What you are asked to do >> Continue the article about sakondry bugs as a meat alternative, starting after its last sentence.

Food accessibility and insecurity are pertinent issues that affect millions of people across the globe. Our current food systems generate large amounts of waste and enable food inequalities, and continually relying on these systems will only worsen these issues. In order to mend these systems and foster nutritious and equitable options for affected populations, we must prioritize sustainable development. 

A considerable problem within these systems is the substantial carbon footprint attributed to meat production. A mere 3.5 ounces of beef releases, on average, over one hundred pounds of environmentally harmful gases into the atmosphere, highlighting the need for more plant-based products — but what if we had a tiny solution to this big problem?

A six-legged treat?

Transitioning from eating meat to insects is no small feat, as our taste buds have yet to become acclimated to crunchy six-legged creatures that taste nothing like a juicy piece of beef. The residents of Madagascar, however, found a succulent solution that might do the trick — the sakondry bug. 

In 2009, Montclair State University anthropology professor Conti Borgerson visited Madagascar while working on her PhD. While she was there, she discovered that many Malagasy locals indulged in fried sakondry bugs, which, according to her, didn’t taste far off from bacon. The contrast between their crunchy shell and meaty inside reminded her of crispy pork belly and was eminently more satisfying than she had expected.

Dataset excerpts:
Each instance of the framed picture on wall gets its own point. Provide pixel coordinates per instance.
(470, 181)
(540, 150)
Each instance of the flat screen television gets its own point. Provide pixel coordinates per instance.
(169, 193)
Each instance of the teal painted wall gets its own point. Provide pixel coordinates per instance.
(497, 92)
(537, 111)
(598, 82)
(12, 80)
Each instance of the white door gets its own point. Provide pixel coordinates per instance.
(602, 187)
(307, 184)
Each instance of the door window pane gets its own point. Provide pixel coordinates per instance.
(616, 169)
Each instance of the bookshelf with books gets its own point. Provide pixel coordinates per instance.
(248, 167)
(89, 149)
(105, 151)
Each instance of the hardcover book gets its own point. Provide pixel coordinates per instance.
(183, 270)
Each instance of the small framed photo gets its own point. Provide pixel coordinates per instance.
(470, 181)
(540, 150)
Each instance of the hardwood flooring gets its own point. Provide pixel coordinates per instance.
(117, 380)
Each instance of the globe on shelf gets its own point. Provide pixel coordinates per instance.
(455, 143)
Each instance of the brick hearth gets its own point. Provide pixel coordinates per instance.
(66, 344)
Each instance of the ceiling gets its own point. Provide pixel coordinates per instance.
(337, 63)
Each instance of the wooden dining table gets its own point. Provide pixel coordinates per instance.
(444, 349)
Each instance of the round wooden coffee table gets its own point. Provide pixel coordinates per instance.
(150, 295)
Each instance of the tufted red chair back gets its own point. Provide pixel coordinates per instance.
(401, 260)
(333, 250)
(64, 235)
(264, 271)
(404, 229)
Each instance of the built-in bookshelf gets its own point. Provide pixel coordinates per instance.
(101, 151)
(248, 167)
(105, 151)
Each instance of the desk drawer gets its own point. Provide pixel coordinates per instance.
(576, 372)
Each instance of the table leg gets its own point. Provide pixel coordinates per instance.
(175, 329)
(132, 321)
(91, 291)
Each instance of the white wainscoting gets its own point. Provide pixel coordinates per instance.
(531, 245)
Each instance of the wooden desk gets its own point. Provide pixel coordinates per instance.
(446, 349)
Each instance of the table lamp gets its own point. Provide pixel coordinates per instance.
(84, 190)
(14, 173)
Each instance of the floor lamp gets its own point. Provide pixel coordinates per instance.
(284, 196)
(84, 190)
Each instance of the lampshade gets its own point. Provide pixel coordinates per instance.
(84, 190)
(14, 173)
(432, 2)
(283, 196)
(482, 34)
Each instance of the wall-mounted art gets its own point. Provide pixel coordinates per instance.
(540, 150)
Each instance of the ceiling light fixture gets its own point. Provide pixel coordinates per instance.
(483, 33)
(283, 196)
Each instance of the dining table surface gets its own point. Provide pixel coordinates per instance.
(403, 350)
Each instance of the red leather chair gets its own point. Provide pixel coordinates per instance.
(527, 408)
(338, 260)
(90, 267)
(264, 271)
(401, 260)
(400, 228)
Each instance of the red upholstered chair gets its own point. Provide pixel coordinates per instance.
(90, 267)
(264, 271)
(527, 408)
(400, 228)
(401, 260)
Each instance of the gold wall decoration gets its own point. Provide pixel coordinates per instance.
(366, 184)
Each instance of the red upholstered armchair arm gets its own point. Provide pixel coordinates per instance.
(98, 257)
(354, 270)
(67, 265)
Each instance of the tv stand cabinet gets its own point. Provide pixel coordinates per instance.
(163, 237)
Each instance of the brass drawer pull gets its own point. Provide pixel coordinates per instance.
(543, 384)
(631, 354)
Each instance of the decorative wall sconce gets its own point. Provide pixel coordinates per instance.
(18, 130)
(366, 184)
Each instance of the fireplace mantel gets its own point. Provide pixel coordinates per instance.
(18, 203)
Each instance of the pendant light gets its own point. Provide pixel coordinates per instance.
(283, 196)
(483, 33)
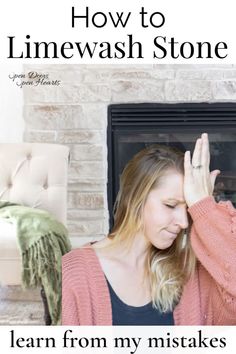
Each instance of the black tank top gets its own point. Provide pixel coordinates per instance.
(147, 315)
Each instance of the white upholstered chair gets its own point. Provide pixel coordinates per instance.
(34, 175)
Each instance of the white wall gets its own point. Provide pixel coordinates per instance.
(11, 105)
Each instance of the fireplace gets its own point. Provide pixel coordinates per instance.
(132, 127)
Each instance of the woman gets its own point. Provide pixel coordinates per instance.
(147, 272)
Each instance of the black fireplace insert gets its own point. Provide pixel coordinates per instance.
(132, 127)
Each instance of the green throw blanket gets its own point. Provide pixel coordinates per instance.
(42, 241)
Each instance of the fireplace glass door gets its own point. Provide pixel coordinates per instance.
(129, 131)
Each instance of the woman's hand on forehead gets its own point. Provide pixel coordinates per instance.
(198, 180)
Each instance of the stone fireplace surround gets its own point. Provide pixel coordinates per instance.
(75, 114)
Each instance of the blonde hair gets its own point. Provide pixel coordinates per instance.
(167, 269)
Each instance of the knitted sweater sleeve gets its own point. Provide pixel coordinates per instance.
(213, 238)
(69, 302)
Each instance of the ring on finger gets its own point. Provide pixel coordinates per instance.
(197, 167)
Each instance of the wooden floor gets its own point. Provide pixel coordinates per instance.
(20, 307)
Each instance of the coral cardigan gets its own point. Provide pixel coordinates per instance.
(208, 298)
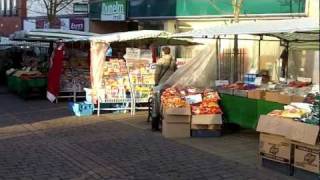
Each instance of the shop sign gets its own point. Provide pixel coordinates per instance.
(146, 9)
(44, 24)
(80, 8)
(77, 24)
(113, 10)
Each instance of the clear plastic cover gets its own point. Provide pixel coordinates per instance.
(199, 72)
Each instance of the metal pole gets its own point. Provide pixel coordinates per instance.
(217, 59)
(235, 59)
(259, 54)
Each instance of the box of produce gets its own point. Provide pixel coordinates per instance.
(306, 157)
(206, 119)
(276, 148)
(276, 96)
(256, 94)
(241, 93)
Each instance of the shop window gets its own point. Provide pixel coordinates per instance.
(8, 7)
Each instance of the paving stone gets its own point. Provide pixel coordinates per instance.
(42, 141)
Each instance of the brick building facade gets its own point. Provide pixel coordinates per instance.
(12, 13)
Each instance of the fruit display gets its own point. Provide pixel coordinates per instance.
(202, 102)
(172, 98)
(75, 75)
(115, 79)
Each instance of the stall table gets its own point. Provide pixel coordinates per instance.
(23, 87)
(244, 111)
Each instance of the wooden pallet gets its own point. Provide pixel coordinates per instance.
(206, 126)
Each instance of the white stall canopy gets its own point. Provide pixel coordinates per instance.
(302, 29)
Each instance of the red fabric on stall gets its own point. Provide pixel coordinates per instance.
(54, 74)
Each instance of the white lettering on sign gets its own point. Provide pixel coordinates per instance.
(114, 9)
(76, 26)
(113, 12)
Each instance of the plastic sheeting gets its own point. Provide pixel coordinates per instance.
(97, 57)
(200, 72)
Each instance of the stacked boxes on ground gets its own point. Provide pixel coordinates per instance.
(291, 146)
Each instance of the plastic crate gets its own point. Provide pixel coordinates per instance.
(82, 109)
(303, 174)
(282, 168)
(206, 133)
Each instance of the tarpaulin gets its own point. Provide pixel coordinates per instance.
(97, 57)
(54, 74)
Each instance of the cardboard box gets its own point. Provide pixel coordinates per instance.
(306, 157)
(241, 93)
(206, 126)
(225, 91)
(274, 125)
(175, 126)
(275, 148)
(277, 97)
(297, 99)
(293, 130)
(207, 119)
(178, 111)
(177, 119)
(256, 94)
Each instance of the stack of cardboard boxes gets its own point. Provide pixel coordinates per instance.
(179, 123)
(290, 146)
(176, 122)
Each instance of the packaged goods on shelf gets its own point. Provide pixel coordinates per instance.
(75, 75)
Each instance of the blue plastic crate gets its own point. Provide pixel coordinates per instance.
(302, 174)
(82, 109)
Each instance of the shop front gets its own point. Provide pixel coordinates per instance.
(109, 16)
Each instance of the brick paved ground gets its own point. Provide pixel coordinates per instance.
(39, 140)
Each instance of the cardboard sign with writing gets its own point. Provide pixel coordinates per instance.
(307, 157)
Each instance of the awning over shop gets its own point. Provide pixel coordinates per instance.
(138, 37)
(130, 37)
(302, 29)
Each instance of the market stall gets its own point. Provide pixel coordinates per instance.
(124, 84)
(247, 95)
(73, 70)
(26, 68)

Answer for this exercise >>
The main issue, however, was the difficulty in finding these specific insects. To resolve this, she and her team got to work and discovered that by planting the sakondry bug’s host plant — the antaky bean plant — they could expand and establish colonies for the insect population. These six-legged creatures provided the Malagasy people with an accessible source of protein and micronutrients.

This shows great promise in improving the lack of nourishing food options that the Masoala people face, and similar solutions could greatly enhance the nutrition and food security of hundreds of millions of people.

The protein problem

The lack of certain nutrients, such as protein, in meatless diets raises concerns about whether or not meat alternatives can provide the same amount of macro- and micro-nutrients as the real thing, but how well does insect protein compete with that of livestock?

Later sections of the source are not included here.